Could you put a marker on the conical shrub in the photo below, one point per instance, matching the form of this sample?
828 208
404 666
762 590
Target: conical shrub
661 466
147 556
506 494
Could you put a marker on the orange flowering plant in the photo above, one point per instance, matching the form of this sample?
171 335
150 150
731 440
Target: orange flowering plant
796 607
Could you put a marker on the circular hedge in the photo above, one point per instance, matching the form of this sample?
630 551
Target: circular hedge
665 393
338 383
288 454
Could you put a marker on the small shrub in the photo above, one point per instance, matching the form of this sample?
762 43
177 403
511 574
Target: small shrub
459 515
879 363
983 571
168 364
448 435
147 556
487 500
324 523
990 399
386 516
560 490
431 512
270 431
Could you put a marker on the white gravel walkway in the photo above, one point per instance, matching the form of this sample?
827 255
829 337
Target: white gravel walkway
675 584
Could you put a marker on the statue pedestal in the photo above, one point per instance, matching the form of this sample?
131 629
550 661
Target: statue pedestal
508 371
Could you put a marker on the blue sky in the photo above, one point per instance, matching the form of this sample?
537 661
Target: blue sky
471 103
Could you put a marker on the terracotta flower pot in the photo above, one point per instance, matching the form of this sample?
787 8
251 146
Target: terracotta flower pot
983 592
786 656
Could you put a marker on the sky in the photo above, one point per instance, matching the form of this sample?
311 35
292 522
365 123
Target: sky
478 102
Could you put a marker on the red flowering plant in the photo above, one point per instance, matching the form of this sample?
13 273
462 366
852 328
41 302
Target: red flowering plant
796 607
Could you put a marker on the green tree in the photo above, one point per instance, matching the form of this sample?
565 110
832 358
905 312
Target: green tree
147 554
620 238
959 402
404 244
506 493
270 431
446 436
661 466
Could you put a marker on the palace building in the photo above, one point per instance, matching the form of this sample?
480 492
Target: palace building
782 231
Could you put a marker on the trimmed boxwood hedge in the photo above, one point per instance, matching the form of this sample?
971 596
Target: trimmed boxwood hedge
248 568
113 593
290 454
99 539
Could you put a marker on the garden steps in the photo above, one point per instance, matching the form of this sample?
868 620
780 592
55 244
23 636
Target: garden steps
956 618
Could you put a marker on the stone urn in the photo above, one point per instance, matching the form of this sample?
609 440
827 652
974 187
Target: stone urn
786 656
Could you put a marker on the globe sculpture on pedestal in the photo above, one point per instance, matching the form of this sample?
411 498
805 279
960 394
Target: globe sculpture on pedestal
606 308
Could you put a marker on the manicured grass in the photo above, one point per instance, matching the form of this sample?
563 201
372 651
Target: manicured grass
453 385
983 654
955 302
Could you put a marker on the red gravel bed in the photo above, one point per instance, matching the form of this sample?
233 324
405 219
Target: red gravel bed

• _What this task involves_: Reproduce all of the data above, swapping each "marker" for "pin" and leaving everything else unchanged.

• _Exercise response_:
Could you put a pin on the conical shrub in the photo below, one point per instance, matching the form of this sample?
828 208
404 666
762 590
Target: conical shrub
661 466
147 556
506 494
Could you put a pin on the orange flowering plant in the photo above, one point per instance, matching the form of this sample?
171 335
150 150
731 440
Target: orange flowering plant
796 607
Could you put a pin on the circular hedge in the photo above, one point per instance, matching the form of this sample?
630 551
Target: circular hedge
665 393
338 383
288 454
Could you put a pin on the small shrub in the photo above, one point per instance, matching the form of this sample?
762 43
177 403
511 574
Target: small shrub
459 515
879 363
983 571
168 364
448 435
147 556
487 500
324 523
990 399
386 516
560 490
431 512
270 431
Could you put a pin on the white gravel walkway in the photo above, one point per instance, matching the form of this sample?
827 255
829 337
Target: white gravel walkway
675 584
Could you put a pin on the statue pedestal in the photo above, one point per instance, matching the form of this sample?
131 629
550 661
Target: statue pedestal
508 371
Could you put a pin on the blue sky in the photo above, one point per instance, matching the form of this sample?
537 661
Target: blue sky
471 103
Could you put a pin on the terracotta flower pot in the photo above, one point per instance, matching the form of this sample?
787 8
251 146
Target: terracotta flower pot
983 592
786 656
Could you put a pin on the sky in the photo above, one point per instance, matching the form of this sample?
311 35
292 522
365 123
Target: sky
478 102
Could you put a pin on the red flowering plant in the photo above, one point per instance, matching the form of this sample?
13 273
462 366
852 328
41 302
Target: red flowering plant
796 607
Could you put a pin on the green tree in the photo above, one point per instance, matching the form of this sample?
565 110
832 358
905 312
Target: green tree
147 554
620 238
959 402
404 244
506 493
270 431
446 436
661 466
Could you put a pin on the palace building in the photo above, one point per instance, matching the form of this sample?
480 492
Target: palace building
782 231
Could you put a pin on the trimmed boxwood hedge in the photo above, one point per instance, matching the form of this sample?
971 596
Target: trimmed boxwood hedge
248 568
113 593
290 454
99 539
Could you put a pin on the garden steps in the photo above, one point per instance, matching the form of this sample?
868 620
780 592
55 244
23 636
Target: garden steps
956 618
Could you put a pin on the stone urn in the photo above, one point per instance, matching the form of this sample?
609 440
827 652
974 187
Target: stone urn
786 656
Could you put a pin on the globe sculpture on pedestal in the photo above, one point per instance, matching the form of this sample?
411 498
805 279
960 394
Target: globe sculpture on pedestal
606 308
Could you put a pin on the manicured grass in the photo above, one point per instance, matching the form of this sample?
563 201
372 651
Target: manicured grass
453 385
983 654
955 302
Could you put a pin on the red gravel bed in the photo above, one point per instance, matching the form of this sample?
233 324
405 219
Target: red gravel bed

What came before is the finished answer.